Les meilleurs moyens de résistances à la concurrence humaine effrénée et à l’échec des individus doivent donc être recherchés non seulement dans la formation et la réalisation individuelles, mais aussi dans la capacité à délibérer, à recréer le travail et les métiers, et dans la capacité à transmettre ses valeurs. Ainsi, être bénévole aux Restos du Cœur ou dans une association sportive ou culturelle peut être « un sacré boulot », pétri de valeurs universelles. Face au monstre gestionnaire qui se cache derrière le concept de « chaîne globale de valeur (pécuniaire) », l’enjeu est de définir et mettre en œuvre, en région, en France, en Europe, … une politique globale du travail qui donne toutes leurs places aux capacités humaines et à l’intervention des hommes et des femmes, à tous les niveaux de compétences et d’expérience. Ce qui suppose une politique radicalement inverse de celle qui est mise en place un peu partout, qui remplace l’intention constitutionnelle d’éducation et de formation professionnelle pour tous, en un vivier de travailleurs triés et choisis uniquement pour répondre aux injonctions patronales hiérarchisées et à court terme. Il ne faut pas laisser aux entreprises à but lucratif le pouvoir de définir tous les projets de la société que nous formons. Il faut que chaque citoyen garde tout le temps et partout l’initiative de sa vie.
Redistribuer les chances.

○ ○ ○ ○ ○ ○ ○

**À COMPLÉTER**
• a. D'après l'extrait sur la politique du travail, à qui ne faut-il pas laisser le pouvoir de définir tous les projets de la société ?
• b. Rédigez la suite de l'extrait sur la politique du travail, en partant de sa dernière ligne.

○ ○ ○ ○ ○ ○ ○

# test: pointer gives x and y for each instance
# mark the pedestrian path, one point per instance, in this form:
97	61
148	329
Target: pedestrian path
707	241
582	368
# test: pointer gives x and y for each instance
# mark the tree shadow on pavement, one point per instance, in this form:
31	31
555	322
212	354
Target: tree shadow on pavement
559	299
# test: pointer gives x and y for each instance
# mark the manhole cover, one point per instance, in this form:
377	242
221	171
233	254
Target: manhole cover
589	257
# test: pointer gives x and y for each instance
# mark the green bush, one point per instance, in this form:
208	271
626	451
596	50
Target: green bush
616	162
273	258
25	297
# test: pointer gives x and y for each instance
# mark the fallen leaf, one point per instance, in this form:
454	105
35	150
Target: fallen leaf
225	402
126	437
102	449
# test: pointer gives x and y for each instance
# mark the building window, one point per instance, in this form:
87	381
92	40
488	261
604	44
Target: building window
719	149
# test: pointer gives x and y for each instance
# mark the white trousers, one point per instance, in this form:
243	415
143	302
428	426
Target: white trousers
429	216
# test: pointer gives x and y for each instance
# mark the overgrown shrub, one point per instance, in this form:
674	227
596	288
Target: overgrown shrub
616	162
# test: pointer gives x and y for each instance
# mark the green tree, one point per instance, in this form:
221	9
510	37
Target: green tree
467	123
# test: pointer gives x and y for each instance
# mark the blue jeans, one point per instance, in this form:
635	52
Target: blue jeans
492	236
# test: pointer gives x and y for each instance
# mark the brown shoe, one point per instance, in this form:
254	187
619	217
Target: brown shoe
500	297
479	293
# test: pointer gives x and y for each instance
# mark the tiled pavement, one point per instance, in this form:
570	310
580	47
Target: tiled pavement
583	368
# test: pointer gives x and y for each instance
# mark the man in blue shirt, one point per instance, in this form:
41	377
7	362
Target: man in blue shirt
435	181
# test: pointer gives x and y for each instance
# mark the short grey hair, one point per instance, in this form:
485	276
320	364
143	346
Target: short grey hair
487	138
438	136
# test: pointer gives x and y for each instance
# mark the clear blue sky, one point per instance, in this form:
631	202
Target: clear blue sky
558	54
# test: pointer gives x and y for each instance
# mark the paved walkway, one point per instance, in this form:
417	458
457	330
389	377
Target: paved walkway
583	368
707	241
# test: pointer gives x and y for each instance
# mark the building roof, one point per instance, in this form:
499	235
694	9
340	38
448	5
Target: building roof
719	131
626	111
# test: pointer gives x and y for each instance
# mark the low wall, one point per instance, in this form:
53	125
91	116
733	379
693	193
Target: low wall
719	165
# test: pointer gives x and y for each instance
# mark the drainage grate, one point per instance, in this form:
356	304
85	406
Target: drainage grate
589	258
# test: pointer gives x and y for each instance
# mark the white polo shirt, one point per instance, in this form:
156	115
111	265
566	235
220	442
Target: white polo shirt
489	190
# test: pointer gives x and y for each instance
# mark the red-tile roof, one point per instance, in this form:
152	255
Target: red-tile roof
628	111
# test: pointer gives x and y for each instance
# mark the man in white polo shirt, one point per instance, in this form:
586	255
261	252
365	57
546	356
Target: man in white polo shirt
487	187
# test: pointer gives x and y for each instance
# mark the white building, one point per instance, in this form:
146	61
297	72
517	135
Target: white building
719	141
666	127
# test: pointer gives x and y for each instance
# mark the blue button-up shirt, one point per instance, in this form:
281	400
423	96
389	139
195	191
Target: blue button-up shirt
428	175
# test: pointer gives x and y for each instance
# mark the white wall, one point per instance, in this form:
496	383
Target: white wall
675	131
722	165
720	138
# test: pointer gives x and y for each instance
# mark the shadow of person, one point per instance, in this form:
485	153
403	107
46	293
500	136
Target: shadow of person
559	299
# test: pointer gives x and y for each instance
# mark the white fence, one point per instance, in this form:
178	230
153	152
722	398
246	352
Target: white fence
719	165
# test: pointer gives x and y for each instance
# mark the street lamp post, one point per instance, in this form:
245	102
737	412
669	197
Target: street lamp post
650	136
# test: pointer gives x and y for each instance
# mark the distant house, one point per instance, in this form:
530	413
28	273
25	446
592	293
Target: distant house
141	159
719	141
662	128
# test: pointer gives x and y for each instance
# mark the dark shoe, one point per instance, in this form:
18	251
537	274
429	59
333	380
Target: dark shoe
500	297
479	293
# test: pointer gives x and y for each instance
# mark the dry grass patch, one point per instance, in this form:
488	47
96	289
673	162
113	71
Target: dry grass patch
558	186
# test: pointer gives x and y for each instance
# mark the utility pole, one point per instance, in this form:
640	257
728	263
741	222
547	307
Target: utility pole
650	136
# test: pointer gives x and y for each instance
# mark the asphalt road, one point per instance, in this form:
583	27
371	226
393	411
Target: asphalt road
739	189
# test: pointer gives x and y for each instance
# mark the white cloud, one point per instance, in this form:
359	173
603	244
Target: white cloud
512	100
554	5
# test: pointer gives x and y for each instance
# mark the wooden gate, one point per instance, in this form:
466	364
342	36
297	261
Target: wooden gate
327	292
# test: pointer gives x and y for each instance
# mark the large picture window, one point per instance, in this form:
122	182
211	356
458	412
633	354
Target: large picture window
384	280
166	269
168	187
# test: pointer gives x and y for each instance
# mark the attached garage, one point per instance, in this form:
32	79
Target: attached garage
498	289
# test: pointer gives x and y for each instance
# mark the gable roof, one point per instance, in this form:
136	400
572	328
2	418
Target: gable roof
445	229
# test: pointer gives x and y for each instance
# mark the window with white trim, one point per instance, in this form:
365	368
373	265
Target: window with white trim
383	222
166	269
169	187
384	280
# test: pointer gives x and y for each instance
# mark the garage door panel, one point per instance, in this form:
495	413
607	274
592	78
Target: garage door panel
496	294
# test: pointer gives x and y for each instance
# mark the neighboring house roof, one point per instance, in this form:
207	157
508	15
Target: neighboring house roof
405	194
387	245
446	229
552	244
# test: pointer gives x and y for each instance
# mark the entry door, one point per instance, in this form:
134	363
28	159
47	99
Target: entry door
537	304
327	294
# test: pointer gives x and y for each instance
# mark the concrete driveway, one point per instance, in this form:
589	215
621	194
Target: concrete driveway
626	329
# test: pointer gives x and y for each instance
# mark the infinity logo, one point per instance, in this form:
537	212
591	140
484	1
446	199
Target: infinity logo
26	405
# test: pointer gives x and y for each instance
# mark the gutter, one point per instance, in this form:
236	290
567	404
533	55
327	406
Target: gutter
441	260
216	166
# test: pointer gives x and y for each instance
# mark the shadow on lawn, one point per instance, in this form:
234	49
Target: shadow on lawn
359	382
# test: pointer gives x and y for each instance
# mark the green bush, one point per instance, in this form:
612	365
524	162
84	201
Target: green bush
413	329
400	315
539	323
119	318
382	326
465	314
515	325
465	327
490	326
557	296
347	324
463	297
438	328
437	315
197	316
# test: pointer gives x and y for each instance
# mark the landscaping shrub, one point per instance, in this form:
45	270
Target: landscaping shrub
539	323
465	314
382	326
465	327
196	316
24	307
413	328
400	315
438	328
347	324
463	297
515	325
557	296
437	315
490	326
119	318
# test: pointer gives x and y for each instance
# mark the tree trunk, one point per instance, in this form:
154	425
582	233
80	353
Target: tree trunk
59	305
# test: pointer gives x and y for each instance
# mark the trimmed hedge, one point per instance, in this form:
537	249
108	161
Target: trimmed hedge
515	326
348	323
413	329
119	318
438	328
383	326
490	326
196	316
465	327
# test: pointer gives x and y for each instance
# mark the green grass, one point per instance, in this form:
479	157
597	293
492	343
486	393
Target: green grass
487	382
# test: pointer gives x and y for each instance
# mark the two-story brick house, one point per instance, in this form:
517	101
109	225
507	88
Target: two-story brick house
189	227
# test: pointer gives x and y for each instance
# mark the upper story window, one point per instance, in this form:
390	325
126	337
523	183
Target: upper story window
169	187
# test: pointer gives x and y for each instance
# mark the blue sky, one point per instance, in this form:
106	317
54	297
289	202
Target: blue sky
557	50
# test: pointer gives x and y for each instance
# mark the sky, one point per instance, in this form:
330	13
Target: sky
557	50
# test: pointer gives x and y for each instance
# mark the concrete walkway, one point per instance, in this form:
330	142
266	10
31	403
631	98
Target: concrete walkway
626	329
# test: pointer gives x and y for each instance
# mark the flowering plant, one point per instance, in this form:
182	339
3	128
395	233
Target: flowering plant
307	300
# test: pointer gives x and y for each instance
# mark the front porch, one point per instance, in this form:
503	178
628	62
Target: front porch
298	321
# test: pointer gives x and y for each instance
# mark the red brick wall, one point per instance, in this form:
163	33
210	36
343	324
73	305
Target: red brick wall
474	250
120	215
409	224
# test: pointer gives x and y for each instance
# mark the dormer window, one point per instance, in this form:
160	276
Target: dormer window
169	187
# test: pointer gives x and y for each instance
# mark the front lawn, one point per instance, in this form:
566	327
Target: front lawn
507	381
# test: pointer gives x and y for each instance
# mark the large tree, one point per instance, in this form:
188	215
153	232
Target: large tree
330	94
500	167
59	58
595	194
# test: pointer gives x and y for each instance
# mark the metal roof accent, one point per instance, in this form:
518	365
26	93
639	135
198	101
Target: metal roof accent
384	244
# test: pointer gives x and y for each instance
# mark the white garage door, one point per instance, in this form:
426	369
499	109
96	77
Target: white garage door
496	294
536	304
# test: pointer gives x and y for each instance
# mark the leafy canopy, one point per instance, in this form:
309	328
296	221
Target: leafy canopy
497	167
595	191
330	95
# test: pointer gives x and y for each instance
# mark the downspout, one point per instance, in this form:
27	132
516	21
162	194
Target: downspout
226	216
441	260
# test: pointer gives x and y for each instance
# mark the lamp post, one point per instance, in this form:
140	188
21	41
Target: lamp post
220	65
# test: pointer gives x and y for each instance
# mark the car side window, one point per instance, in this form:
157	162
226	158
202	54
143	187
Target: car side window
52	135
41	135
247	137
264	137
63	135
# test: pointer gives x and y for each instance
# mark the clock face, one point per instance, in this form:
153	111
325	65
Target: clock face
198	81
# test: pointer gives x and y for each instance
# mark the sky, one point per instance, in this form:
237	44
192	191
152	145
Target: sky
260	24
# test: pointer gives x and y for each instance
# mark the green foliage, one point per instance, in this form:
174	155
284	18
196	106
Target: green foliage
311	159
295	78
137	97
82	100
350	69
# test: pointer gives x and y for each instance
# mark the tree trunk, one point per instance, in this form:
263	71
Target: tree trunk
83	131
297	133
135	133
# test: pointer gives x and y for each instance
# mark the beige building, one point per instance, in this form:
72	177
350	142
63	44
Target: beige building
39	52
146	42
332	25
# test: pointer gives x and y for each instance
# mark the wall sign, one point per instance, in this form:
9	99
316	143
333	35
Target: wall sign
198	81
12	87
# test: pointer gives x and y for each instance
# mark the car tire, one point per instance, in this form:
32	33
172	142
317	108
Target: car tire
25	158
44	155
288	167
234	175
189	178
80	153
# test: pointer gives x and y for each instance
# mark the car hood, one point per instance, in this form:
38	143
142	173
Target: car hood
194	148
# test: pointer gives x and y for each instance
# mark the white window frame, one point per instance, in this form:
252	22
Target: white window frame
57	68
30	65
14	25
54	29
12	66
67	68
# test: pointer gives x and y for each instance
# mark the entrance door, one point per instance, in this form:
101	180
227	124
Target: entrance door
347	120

○ ○ ○ ○ ○ ○ ○

**RÉPONSES DANS L'ORDRE**
• a. Aux entreprises à but lucratif.

• b.
Le sens du travail est une question fondamentale Au cœur des nouvelles formes de travail et des nouvelles formes d’emploi, ce sont les aspirations sociales et les contraintes économiques qui s’entrechoquent encore, sous des formes nouvelles, mais aussi avec des possibilités nouvelles de réponses aux besoins sociaux. Le développement des hommes et des femmes sous forme de droits individuels garantis collectivement est devenu une question économique qu’il faut prendre en compte comme telle. L’enjeu est tout simplement celui qui consiste en croire en l’homme ou non. C’est aussi par voie de conséquence, la raison d’être de tout système de formation professionnelle et continue qui serait fait d’éthique et de respect pour l’effort consenti de chacun et de chacune. C’est un Service public de haut niveau financé par la compétition lucrative des plus favorisés via l'Etat, qui doit occuper le terrain sociétal et redistribuer les chances sociales et économiques à tous.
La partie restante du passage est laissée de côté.